### Task
Rescale the listing from the line with "Track-and-sign request: indicate each instance of the sun flare" through the line with "x=644, y=471", both included, and give only those lines. Keep the requests as they are, but multiply every x and y coordinate in the answers by 1.3 and round to whole numbers, with halves going up.

### The input
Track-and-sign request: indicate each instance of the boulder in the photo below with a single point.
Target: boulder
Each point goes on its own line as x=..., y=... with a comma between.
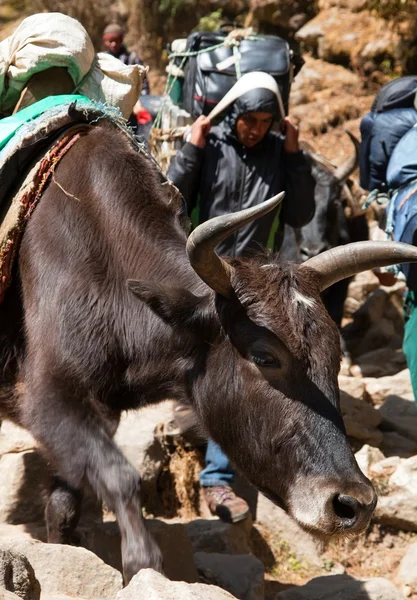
x=67, y=570
x=344, y=587
x=24, y=484
x=282, y=528
x=17, y=575
x=136, y=437
x=287, y=14
x=377, y=390
x=405, y=475
x=242, y=575
x=5, y=595
x=399, y=413
x=407, y=572
x=212, y=535
x=340, y=36
x=104, y=540
x=352, y=386
x=150, y=585
x=380, y=362
x=398, y=510
x=395, y=444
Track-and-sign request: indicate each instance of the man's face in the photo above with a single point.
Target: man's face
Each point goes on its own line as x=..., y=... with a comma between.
x=252, y=126
x=113, y=42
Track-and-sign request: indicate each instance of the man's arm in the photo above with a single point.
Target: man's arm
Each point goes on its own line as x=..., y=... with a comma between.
x=299, y=205
x=185, y=169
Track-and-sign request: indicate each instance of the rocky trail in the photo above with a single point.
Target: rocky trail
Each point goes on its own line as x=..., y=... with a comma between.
x=349, y=52
x=268, y=557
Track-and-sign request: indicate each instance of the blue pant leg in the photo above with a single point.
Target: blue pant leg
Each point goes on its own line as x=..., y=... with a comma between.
x=218, y=470
x=410, y=339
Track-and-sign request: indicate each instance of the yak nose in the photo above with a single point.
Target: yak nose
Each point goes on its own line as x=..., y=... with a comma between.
x=353, y=509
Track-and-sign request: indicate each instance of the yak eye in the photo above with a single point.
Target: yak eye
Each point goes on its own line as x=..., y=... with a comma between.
x=265, y=359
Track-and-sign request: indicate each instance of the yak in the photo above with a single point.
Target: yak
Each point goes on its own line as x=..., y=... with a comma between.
x=112, y=308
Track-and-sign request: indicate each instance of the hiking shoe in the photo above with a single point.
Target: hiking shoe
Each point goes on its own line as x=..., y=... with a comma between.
x=223, y=502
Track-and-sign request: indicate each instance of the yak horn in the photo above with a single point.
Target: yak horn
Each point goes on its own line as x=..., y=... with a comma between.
x=343, y=172
x=202, y=242
x=344, y=261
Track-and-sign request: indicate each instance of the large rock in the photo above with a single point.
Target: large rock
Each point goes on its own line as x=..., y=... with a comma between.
x=17, y=575
x=379, y=363
x=67, y=570
x=398, y=510
x=212, y=535
x=136, y=437
x=399, y=413
x=242, y=575
x=398, y=504
x=405, y=475
x=377, y=390
x=282, y=528
x=104, y=540
x=395, y=444
x=5, y=595
x=407, y=572
x=287, y=14
x=344, y=587
x=24, y=482
x=340, y=36
x=149, y=585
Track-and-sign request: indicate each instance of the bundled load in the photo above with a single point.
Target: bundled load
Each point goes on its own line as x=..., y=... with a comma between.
x=392, y=114
x=48, y=40
x=202, y=70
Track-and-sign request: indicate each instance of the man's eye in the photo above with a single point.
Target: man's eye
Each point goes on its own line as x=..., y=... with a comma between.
x=265, y=359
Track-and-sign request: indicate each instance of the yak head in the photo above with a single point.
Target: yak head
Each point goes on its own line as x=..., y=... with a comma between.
x=263, y=378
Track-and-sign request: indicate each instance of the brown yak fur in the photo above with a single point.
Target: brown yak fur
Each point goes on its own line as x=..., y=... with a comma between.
x=79, y=344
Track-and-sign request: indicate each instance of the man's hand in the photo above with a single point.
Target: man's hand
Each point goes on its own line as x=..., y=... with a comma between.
x=199, y=131
x=291, y=135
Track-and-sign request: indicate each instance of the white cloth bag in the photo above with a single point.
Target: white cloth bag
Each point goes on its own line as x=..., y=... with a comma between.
x=49, y=40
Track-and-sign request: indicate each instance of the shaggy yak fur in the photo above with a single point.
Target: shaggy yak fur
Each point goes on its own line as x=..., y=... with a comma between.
x=105, y=314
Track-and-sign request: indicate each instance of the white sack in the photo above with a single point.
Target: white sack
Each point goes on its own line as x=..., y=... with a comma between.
x=55, y=40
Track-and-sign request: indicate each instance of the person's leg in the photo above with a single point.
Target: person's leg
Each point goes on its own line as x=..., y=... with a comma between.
x=218, y=470
x=410, y=339
x=216, y=479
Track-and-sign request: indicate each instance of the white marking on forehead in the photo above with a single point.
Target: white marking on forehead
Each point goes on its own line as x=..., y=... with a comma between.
x=301, y=299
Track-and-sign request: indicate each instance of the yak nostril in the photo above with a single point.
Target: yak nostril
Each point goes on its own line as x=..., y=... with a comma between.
x=346, y=508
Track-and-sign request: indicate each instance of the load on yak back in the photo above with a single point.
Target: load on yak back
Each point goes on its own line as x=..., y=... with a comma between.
x=388, y=169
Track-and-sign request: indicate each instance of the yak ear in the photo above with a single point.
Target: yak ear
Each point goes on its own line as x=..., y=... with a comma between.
x=174, y=305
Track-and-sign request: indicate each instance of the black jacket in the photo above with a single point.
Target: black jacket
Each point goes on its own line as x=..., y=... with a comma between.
x=225, y=177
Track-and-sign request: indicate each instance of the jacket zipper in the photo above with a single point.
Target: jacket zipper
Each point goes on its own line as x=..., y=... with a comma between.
x=239, y=204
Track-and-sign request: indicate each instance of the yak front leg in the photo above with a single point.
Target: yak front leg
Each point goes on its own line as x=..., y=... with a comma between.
x=63, y=512
x=77, y=442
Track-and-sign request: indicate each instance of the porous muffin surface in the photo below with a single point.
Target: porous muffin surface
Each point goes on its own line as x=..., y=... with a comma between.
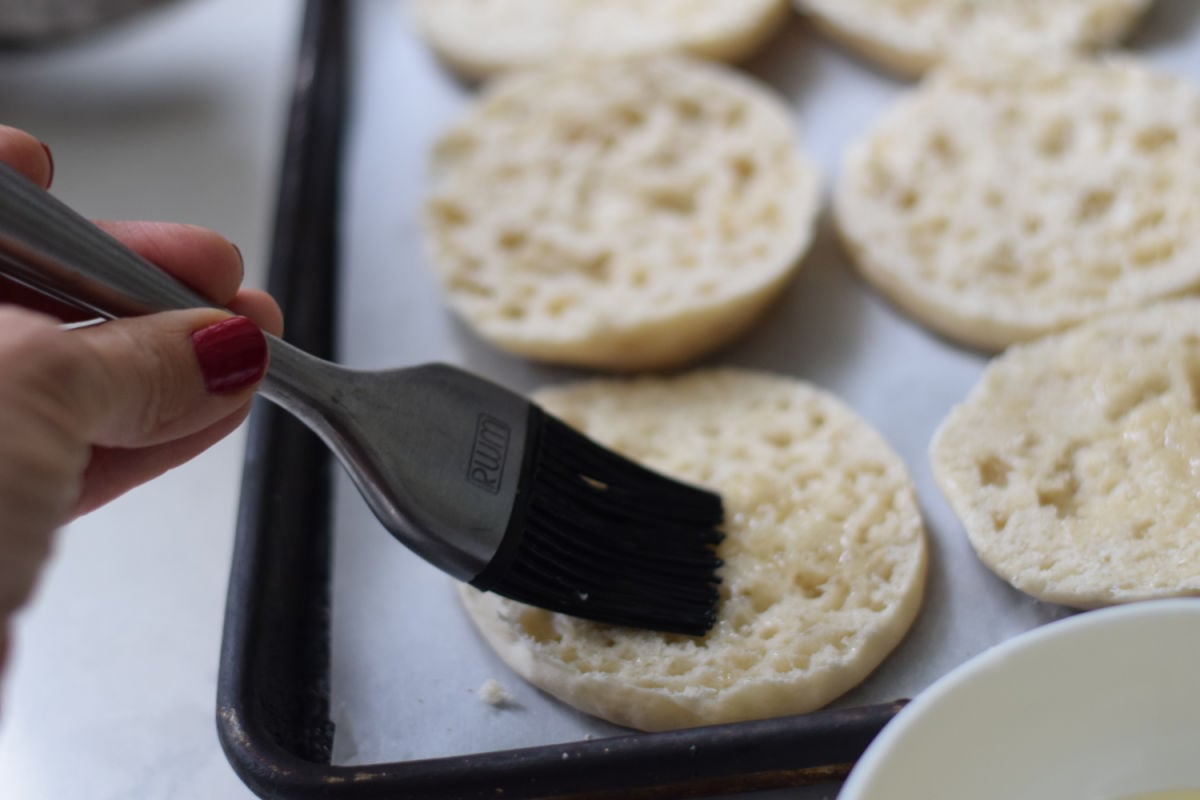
x=1000, y=202
x=825, y=555
x=481, y=38
x=1074, y=463
x=623, y=216
x=911, y=36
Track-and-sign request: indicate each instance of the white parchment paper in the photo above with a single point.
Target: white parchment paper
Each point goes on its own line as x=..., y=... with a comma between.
x=406, y=662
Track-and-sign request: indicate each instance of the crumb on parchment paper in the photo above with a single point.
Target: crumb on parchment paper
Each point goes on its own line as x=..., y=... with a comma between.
x=493, y=693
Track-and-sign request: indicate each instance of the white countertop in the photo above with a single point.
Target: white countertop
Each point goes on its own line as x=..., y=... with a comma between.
x=111, y=693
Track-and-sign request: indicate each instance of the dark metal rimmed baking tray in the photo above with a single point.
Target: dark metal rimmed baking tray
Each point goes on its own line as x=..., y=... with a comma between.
x=273, y=704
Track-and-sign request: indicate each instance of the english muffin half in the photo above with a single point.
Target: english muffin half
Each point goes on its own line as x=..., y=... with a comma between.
x=825, y=555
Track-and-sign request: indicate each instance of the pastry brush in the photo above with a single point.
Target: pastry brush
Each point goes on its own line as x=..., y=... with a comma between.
x=473, y=477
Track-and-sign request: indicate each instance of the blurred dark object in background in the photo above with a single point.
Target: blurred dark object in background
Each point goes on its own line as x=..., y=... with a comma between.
x=43, y=23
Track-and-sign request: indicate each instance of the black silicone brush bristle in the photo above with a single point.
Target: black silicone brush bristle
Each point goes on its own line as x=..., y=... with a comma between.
x=600, y=536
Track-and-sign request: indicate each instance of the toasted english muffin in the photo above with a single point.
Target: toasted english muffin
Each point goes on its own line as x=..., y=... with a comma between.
x=911, y=36
x=619, y=216
x=480, y=38
x=1074, y=464
x=1006, y=199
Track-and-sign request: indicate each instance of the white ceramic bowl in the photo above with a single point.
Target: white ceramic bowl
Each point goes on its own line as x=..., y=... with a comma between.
x=1098, y=707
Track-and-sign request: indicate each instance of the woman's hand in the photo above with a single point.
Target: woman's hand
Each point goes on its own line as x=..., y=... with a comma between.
x=88, y=414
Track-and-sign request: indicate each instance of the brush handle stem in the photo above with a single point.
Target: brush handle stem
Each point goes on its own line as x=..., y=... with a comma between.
x=49, y=247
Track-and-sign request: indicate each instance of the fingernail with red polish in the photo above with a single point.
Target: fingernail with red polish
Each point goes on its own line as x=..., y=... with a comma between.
x=232, y=354
x=49, y=157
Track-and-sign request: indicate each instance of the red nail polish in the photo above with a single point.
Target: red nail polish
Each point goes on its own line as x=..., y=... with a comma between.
x=49, y=157
x=232, y=354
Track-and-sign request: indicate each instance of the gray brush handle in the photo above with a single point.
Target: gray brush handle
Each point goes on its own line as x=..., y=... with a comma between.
x=49, y=247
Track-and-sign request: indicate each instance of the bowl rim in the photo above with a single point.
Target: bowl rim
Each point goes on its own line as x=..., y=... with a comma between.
x=984, y=663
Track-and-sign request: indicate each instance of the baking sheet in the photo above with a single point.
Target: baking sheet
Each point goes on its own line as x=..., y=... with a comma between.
x=406, y=662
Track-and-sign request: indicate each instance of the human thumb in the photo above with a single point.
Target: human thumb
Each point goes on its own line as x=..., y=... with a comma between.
x=157, y=378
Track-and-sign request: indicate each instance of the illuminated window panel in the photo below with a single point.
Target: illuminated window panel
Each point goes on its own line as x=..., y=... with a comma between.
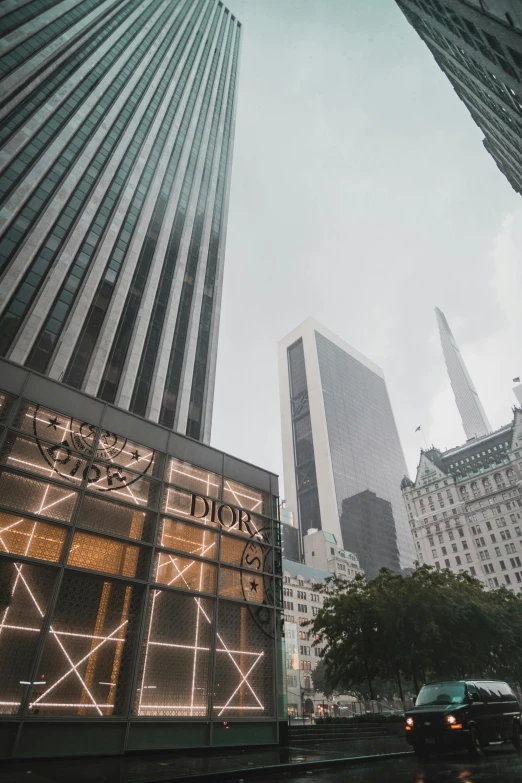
x=177, y=571
x=109, y=555
x=185, y=504
x=25, y=591
x=22, y=536
x=192, y=539
x=55, y=461
x=246, y=497
x=89, y=650
x=126, y=453
x=244, y=673
x=123, y=485
x=56, y=427
x=116, y=518
x=175, y=662
x=251, y=554
x=245, y=586
x=34, y=496
x=183, y=474
x=6, y=403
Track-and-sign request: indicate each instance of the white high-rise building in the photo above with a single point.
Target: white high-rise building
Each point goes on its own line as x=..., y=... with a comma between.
x=342, y=457
x=474, y=419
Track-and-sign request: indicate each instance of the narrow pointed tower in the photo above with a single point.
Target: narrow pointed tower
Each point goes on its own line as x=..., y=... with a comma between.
x=474, y=419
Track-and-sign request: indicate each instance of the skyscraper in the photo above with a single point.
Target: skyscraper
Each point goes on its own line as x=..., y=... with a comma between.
x=474, y=419
x=478, y=45
x=342, y=457
x=117, y=125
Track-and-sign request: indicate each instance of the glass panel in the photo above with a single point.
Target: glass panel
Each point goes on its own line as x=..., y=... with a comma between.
x=117, y=449
x=246, y=554
x=188, y=538
x=36, y=497
x=245, y=586
x=116, y=518
x=20, y=536
x=179, y=635
x=182, y=572
x=244, y=662
x=50, y=425
x=108, y=554
x=88, y=653
x=6, y=403
x=246, y=497
x=25, y=591
x=125, y=485
x=185, y=504
x=54, y=461
x=183, y=474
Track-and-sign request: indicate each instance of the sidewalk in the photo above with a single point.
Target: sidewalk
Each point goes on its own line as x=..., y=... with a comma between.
x=191, y=766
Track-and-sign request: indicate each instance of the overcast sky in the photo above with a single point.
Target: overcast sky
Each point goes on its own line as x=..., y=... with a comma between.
x=361, y=195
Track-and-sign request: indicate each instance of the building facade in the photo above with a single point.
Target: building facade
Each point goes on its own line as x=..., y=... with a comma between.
x=116, y=143
x=290, y=538
x=340, y=440
x=474, y=419
x=301, y=603
x=465, y=507
x=478, y=45
x=140, y=582
x=322, y=551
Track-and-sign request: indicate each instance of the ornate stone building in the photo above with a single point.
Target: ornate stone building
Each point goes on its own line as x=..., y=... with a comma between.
x=465, y=507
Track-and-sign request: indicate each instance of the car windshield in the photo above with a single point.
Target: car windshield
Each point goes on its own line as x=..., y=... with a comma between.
x=441, y=693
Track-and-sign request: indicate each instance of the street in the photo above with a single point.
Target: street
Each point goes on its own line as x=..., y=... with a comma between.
x=502, y=764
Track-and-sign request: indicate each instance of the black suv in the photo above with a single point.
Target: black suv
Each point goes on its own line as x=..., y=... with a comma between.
x=463, y=714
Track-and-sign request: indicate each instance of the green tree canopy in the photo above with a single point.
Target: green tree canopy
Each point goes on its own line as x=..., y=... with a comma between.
x=430, y=625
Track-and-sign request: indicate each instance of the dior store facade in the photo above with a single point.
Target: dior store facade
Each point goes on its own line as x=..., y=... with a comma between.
x=140, y=582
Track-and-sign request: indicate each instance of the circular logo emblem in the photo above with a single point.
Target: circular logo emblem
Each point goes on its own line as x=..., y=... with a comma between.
x=257, y=556
x=72, y=436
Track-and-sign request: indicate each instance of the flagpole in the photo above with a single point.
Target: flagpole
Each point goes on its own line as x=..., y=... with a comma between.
x=419, y=429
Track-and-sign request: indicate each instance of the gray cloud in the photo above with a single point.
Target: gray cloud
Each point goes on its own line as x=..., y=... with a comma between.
x=361, y=195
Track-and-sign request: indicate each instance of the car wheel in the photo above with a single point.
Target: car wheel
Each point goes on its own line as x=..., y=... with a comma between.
x=475, y=745
x=421, y=751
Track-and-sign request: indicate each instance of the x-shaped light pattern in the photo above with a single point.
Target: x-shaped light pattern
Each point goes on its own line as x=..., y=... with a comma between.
x=21, y=580
x=196, y=647
x=112, y=637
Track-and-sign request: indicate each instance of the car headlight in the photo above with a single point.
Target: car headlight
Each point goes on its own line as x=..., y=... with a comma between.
x=452, y=722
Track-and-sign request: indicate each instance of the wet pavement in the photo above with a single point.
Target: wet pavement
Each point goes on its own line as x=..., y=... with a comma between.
x=499, y=765
x=355, y=762
x=174, y=766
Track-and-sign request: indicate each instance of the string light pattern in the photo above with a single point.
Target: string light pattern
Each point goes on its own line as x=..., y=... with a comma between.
x=95, y=505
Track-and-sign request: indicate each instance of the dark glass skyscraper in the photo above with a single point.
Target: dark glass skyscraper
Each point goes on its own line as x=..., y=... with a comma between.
x=117, y=124
x=343, y=461
x=478, y=45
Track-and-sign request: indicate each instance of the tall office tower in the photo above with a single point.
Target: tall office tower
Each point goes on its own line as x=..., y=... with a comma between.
x=474, y=419
x=517, y=390
x=117, y=124
x=478, y=45
x=343, y=461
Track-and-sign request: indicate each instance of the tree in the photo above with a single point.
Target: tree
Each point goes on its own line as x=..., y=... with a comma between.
x=430, y=625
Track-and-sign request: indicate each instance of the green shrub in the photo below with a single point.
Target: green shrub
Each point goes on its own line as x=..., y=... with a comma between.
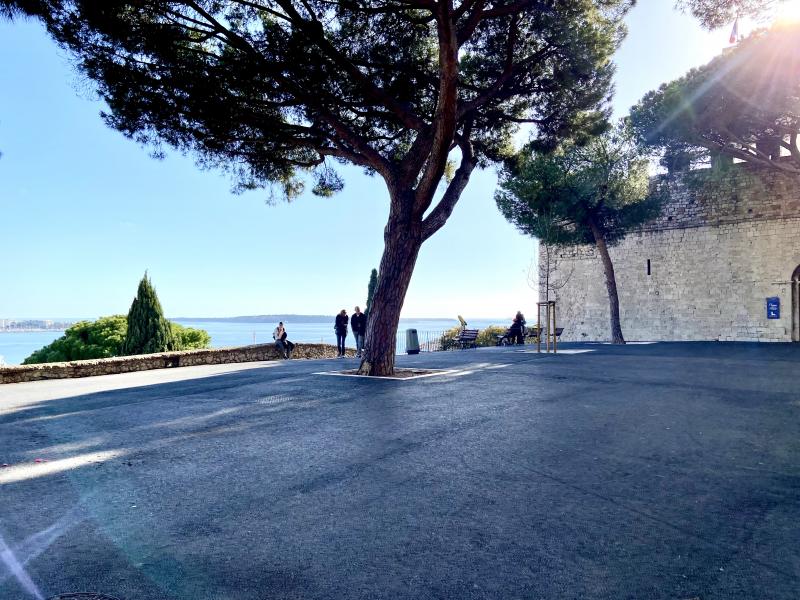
x=187, y=338
x=84, y=340
x=148, y=331
x=103, y=338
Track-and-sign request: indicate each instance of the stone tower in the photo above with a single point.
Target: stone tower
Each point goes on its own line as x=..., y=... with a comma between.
x=724, y=244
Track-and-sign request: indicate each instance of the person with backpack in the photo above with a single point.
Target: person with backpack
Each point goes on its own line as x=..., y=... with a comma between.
x=340, y=327
x=283, y=345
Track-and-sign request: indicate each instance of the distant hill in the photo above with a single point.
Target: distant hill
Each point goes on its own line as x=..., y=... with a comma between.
x=289, y=318
x=260, y=319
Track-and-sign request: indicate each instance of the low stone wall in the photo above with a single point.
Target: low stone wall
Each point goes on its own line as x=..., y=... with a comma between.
x=163, y=360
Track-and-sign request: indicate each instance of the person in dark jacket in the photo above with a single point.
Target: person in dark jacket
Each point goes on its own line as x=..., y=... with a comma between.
x=340, y=327
x=359, y=325
x=517, y=330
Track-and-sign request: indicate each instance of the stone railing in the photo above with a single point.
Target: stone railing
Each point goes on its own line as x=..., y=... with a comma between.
x=163, y=360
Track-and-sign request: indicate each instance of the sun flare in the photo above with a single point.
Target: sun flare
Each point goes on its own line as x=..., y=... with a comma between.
x=787, y=12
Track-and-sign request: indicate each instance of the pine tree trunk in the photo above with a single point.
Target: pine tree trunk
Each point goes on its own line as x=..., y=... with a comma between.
x=403, y=240
x=611, y=284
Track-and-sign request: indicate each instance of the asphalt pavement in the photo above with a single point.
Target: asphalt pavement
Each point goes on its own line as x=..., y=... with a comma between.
x=644, y=471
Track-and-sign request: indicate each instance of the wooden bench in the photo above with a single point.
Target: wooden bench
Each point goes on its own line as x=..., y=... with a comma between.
x=533, y=334
x=529, y=334
x=467, y=338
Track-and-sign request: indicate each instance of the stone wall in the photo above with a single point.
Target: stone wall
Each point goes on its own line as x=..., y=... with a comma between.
x=714, y=256
x=163, y=360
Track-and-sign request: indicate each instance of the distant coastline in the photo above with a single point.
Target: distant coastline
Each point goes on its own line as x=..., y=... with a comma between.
x=294, y=318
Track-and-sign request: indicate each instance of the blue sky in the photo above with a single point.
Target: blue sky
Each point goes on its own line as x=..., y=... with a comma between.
x=83, y=211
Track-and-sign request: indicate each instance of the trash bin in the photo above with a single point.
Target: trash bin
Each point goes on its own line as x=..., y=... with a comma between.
x=412, y=341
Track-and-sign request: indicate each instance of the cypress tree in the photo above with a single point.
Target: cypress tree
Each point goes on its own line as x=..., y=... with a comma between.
x=148, y=330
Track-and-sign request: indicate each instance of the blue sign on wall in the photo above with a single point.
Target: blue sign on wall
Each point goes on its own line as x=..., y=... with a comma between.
x=774, y=308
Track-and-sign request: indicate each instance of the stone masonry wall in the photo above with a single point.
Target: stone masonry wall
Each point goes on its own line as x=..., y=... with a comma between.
x=714, y=259
x=145, y=362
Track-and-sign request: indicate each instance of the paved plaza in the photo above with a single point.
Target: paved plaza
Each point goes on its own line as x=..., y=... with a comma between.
x=637, y=472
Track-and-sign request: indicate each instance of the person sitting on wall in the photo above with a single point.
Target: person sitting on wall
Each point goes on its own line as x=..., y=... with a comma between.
x=283, y=345
x=516, y=333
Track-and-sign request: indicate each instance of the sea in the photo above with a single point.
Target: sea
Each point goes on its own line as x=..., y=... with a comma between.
x=17, y=346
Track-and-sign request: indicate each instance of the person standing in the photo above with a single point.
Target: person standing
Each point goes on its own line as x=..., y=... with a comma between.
x=340, y=327
x=517, y=330
x=283, y=345
x=359, y=325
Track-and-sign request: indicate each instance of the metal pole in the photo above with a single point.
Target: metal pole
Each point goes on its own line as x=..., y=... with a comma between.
x=538, y=327
x=547, y=339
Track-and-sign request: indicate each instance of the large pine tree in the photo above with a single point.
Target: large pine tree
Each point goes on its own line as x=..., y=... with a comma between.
x=148, y=330
x=280, y=92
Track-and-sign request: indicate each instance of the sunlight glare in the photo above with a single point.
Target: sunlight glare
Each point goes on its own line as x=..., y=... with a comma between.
x=787, y=13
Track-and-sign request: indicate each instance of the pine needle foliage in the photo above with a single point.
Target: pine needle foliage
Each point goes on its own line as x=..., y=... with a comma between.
x=148, y=331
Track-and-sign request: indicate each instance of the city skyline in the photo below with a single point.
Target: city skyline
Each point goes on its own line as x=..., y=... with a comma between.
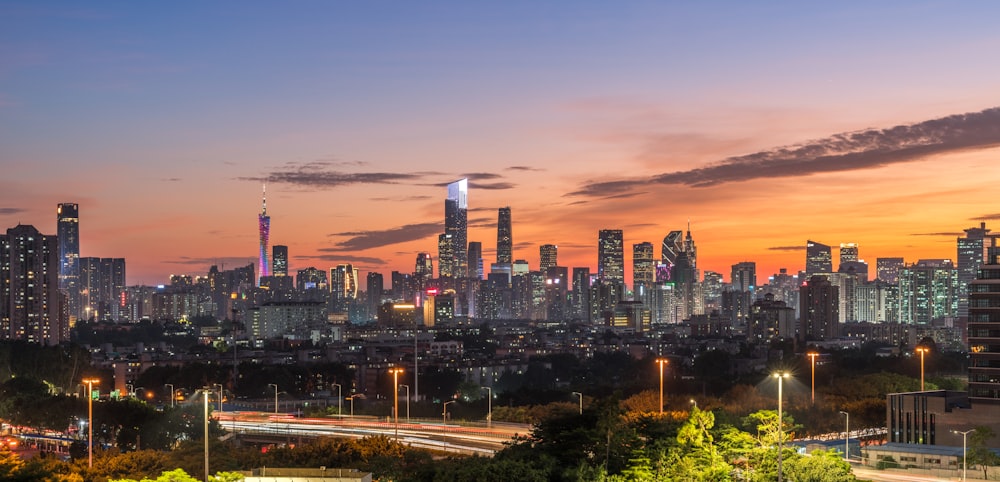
x=763, y=125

### Exercise result
Track-and-sign request: indicate each instance of the sun flare in the photo above with a single point.
Target: sun flare
Each point goes on its own line as x=..., y=... with a comma between.
x=1023, y=16
Track-and-sign request: indicate each instance of the pine tree trunk in the photo above with a single point.
Target: pine tree trunk
Each point goes on its own line as x=..., y=... with a comma between.
x=524, y=312
x=794, y=369
Track-and-sign request: indicate each instance of the asphalt pavement in the photo above with a single point.
Target: asphalt pavement
Each point goes on its own line as x=..., y=... with a comma between.
x=837, y=612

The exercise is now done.